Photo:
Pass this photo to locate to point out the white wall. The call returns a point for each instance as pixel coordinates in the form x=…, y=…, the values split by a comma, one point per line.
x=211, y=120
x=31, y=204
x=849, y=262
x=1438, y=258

____

Rescale these records: write all the lines out again, requests included, with each x and y coordinate in the answers multiplied by 2.05 and rounded to a whole number, halves rounding up.

Photo:
Pass this photo to locate to point out the white wall. The call returns a point for each instance as pixel coordinates in the form x=…, y=…, the values split by a comma, one point per line.
x=433, y=246
x=64, y=418
x=1740, y=537
x=2948, y=529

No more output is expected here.